** Start of ITEMS **
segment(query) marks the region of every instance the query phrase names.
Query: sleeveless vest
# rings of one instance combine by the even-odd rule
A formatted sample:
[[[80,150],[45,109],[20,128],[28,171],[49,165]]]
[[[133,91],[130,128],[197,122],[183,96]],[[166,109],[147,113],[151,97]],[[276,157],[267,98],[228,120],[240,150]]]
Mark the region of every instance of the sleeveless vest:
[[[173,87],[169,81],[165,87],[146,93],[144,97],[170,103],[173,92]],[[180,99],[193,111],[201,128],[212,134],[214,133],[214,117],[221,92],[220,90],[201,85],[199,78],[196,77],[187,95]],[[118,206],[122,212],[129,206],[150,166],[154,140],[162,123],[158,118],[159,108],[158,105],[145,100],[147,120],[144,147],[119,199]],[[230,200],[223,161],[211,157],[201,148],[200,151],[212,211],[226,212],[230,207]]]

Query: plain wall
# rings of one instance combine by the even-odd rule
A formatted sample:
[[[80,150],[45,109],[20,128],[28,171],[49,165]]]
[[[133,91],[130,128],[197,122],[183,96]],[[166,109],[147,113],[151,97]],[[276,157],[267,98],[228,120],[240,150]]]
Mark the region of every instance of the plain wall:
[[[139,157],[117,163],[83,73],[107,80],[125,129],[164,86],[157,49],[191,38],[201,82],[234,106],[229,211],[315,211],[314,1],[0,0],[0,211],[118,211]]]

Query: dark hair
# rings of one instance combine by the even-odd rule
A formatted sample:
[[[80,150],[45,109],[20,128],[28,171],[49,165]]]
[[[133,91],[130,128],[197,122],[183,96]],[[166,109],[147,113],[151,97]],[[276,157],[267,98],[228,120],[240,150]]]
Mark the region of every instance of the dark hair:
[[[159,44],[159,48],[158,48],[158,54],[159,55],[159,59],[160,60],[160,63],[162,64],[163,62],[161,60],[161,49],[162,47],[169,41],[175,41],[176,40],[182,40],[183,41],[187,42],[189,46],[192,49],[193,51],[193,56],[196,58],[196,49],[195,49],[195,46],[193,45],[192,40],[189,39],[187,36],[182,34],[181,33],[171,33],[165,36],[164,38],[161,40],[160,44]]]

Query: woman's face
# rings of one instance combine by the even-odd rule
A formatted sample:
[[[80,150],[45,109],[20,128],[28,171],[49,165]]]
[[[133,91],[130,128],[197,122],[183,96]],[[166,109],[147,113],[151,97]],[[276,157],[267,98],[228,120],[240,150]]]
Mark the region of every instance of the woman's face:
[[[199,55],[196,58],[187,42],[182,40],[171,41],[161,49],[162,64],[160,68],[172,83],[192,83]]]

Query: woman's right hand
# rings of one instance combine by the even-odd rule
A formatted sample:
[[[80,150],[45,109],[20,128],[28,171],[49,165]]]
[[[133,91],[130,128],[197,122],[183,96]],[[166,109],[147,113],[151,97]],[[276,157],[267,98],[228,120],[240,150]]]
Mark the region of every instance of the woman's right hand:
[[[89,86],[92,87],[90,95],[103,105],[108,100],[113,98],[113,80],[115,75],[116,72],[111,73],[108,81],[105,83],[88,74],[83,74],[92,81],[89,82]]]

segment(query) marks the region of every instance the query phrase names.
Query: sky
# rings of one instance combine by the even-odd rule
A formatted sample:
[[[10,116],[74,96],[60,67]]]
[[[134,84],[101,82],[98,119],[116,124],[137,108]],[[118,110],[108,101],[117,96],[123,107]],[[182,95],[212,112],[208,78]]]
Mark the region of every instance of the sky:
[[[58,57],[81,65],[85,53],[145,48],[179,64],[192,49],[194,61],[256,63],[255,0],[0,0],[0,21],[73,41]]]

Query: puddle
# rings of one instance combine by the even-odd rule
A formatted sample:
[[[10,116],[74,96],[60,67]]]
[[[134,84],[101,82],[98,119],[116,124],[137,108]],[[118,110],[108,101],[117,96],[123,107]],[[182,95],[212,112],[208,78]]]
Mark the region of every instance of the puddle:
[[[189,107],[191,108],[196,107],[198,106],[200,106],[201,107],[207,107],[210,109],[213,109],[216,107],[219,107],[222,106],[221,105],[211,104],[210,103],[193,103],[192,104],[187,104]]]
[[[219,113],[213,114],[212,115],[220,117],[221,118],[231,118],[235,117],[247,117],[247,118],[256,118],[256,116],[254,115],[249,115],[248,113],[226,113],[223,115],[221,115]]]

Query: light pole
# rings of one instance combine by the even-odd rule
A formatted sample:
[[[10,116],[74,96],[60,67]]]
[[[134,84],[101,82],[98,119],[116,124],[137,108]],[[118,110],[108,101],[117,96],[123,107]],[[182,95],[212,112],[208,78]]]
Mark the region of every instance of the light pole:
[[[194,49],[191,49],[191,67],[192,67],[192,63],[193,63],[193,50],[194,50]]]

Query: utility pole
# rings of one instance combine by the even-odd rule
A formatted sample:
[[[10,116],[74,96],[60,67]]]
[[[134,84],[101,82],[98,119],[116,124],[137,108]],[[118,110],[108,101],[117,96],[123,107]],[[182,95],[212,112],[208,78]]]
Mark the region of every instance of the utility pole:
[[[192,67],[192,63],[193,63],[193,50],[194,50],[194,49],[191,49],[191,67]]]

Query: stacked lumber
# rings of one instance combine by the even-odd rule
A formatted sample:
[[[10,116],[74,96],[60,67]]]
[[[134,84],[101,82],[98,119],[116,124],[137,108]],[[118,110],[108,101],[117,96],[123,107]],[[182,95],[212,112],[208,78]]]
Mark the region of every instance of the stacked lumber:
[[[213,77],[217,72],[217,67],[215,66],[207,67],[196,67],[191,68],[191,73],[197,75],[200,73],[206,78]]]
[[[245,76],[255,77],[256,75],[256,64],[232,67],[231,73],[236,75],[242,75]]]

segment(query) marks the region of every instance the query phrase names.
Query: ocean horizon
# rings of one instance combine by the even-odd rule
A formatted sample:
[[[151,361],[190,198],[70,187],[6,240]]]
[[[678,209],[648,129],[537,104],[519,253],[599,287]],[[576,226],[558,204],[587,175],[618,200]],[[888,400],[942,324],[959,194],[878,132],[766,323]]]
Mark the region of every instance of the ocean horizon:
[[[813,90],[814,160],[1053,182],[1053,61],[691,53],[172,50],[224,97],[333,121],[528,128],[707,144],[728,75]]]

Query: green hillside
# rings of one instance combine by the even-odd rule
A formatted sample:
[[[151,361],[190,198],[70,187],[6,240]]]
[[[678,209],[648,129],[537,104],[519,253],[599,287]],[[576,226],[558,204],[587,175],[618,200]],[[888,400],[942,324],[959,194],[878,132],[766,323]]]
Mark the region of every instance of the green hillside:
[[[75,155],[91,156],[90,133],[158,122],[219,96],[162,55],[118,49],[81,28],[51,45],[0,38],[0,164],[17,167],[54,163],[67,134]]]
** End of ITEMS **
TASK REQUIREMENTS
Reproduce every one of the entries above character for character.

FULL RESPONSE
segment(query) marks the region of every instance the query phrase names.
Query: sleeveless vest
# rings of one instance combine by the even-odd rule
A formatted sample:
[[[80,150],[45,109],[20,128],[28,171],[49,165]]]
[[[133,91],[130,128],[197,122],[183,96]],[[166,109],[147,113],[151,97]],[[276,157],[267,98],[228,120],[240,150]]]
Mark the region of every instance of the sleeveless vest:
[[[173,87],[169,81],[165,87],[146,93],[144,97],[170,103],[173,92]],[[180,99],[193,111],[201,128],[212,134],[214,133],[214,117],[221,92],[220,90],[201,85],[199,78],[196,77],[187,95]],[[118,206],[122,212],[129,206],[150,166],[154,140],[162,123],[158,118],[159,108],[158,105],[145,100],[147,120],[144,147],[119,199]],[[230,200],[223,161],[211,157],[201,148],[200,151],[212,211],[226,212],[230,207]]]

Query: plain wall
# rings of one instance combine by the even-odd rule
A formatted sample:
[[[80,150],[45,109],[20,128],[28,171],[49,165]]]
[[[133,91],[130,128],[197,122],[183,96]],[[166,109],[147,113],[151,97]],[[276,157],[267,98],[228,120],[240,150]]]
Mark the region of every instance of the plain wall:
[[[139,157],[117,163],[83,73],[107,80],[125,129],[164,86],[157,49],[191,38],[201,82],[234,106],[229,211],[315,211],[314,1],[0,0],[0,211],[118,211]]]

Query: dark hair
# rings of one instance combine by the even-odd rule
A formatted sample:
[[[80,150],[45,109],[20,128],[28,171],[49,165]]]
[[[133,91],[130,128],[197,122],[183,96]],[[166,109],[147,113],[151,97]],[[276,157],[267,98],[228,120],[240,150]]]
Mark the region of every instance of the dark hair:
[[[159,44],[159,48],[158,48],[158,54],[159,55],[159,59],[160,60],[160,63],[162,64],[163,62],[161,60],[161,49],[162,47],[169,41],[175,41],[176,40],[182,40],[183,41],[187,42],[189,46],[192,49],[193,51],[193,56],[196,58],[196,49],[195,49],[195,46],[193,45],[192,40],[189,39],[187,36],[182,34],[181,33],[171,33],[165,36],[164,38],[161,40],[160,44]]]

Query: woman's face
# rings of one instance combine by the even-odd rule
A formatted sample:
[[[80,150],[45,109],[20,128],[28,171],[49,165]]]
[[[133,91],[130,128],[197,122],[183,96]],[[166,109],[147,113],[151,97]],[[276,157],[267,98],[228,120],[240,150]]]
Mark the region of every instance of the woman's face:
[[[199,55],[196,58],[187,42],[182,40],[171,41],[161,49],[162,64],[160,68],[172,83],[192,83]]]

Query: woman's right hand
# rings of one instance combine by the even-odd rule
A formatted sample:
[[[80,150],[45,109],[20,128],[28,171],[49,165]]]
[[[133,91],[130,128],[197,122],[183,96]],[[166,109],[147,113],[151,97]],[[276,157],[267,98],[228,120],[240,150]]]
Mark the region of every instance of the woman's right hand:
[[[89,86],[92,87],[90,95],[103,105],[108,100],[113,98],[113,80],[115,75],[116,72],[111,73],[108,81],[105,83],[88,74],[83,74],[92,81],[89,82]]]

segment(query) marks the region of every instance the query phrase names.
Query: sky
# rings of one instance combine by the even-odd rule
A formatted sample:
[[[10,116],[74,96],[60,67]]]
[[[134,84],[101,82],[98,119],[116,124],[137,108]],[[118,110],[108,101],[117,96],[123,107]],[[182,95],[212,112],[208,78]]]
Mark the region of every instance of the sky:
[[[58,57],[81,65],[85,53],[145,48],[179,64],[192,49],[194,61],[256,63],[255,0],[0,0],[0,21],[73,41]]]

Query: puddle
# rings of one instance combine by the even-odd rule
A formatted sample:
[[[10,116],[74,96],[60,67]]]
[[[134,84],[101,82],[98,119],[116,124],[137,108]],[[118,110],[108,101],[117,96],[123,107]],[[182,95],[212,112],[208,78]]]
Mark the region of every instance of the puddle:
[[[189,107],[191,108],[196,107],[198,106],[200,106],[201,107],[207,107],[210,109],[213,109],[216,107],[219,107],[222,106],[221,105],[211,104],[210,103],[193,103],[192,104],[187,104]]]
[[[219,113],[213,114],[212,115],[220,117],[221,118],[231,118],[235,117],[247,117],[247,118],[256,118],[256,116],[254,115],[249,115],[248,113],[226,113],[223,115],[221,115]]]

Query: light pole
# rings of one instance combine by the even-odd rule
A formatted sample:
[[[10,116],[74,96],[60,67]]]
[[[134,84],[101,82],[98,119],[116,124],[137,108]],[[118,110],[108,101],[117,96],[123,107]],[[182,95],[212,112],[208,78]]]
Mark the region of every instance of the light pole:
[[[194,49],[191,49],[191,67],[192,67],[192,63],[193,63],[193,50],[194,50]]]

Query: utility pole
# rings of one instance combine by the even-odd rule
A formatted sample:
[[[10,116],[74,96],[60,67]]]
[[[134,84],[101,82],[98,119],[116,124],[137,108]],[[118,110],[108,101],[117,96],[123,107]],[[182,95],[212,112],[208,78]]]
Mark the region of every instance of the utility pole:
[[[192,67],[192,63],[193,63],[193,50],[194,50],[194,49],[191,49],[191,67]]]

Query: stacked lumber
# rings of one instance combine by the even-odd rule
A formatted sample:
[[[10,116],[74,96],[60,67]]]
[[[134,84],[101,82],[98,119],[116,124],[137,108]],[[118,110],[108,101],[117,96],[123,107]],[[182,95],[212,112],[208,78]]]
Mark the region of every instance of the stacked lumber:
[[[213,77],[217,72],[217,67],[215,66],[207,67],[196,67],[191,68],[191,73],[197,75],[200,73],[206,78]]]
[[[245,76],[255,77],[256,75],[256,64],[232,67],[231,73],[236,75],[242,75]]]

segment(query) marks the region of every instance the query phrase names.
Query: ocean horizon
# rings of one instance combine by the even-odd rule
A formatted sample:
[[[151,361],[190,198],[70,187],[6,240]]]
[[[678,209],[648,129],[537,104],[519,253],[599,287]],[[576,226],[558,204],[587,175],[618,200]],[[888,400],[942,324],[959,194],[878,132],[766,323]]]
Mark the region of every instance of the ocean horizon:
[[[813,90],[814,160],[1053,182],[1053,61],[691,53],[172,50],[224,97],[333,121],[528,128],[707,144],[728,75]]]

Query: green hillside
# rings of one instance combine by the even-odd rule
A formatted sample:
[[[151,361],[190,198],[70,187],[6,240]]]
[[[678,209],[648,129],[537,104],[519,253],[599,287]],[[576,226],[558,204],[587,175],[618,200]],[[888,400],[942,324],[959,194],[878,132],[766,323]]]
Mark the region of every instance of the green hillside:
[[[75,155],[91,156],[90,133],[158,122],[219,96],[162,55],[118,49],[81,28],[51,45],[0,38],[0,164],[17,167],[54,163],[67,134]]]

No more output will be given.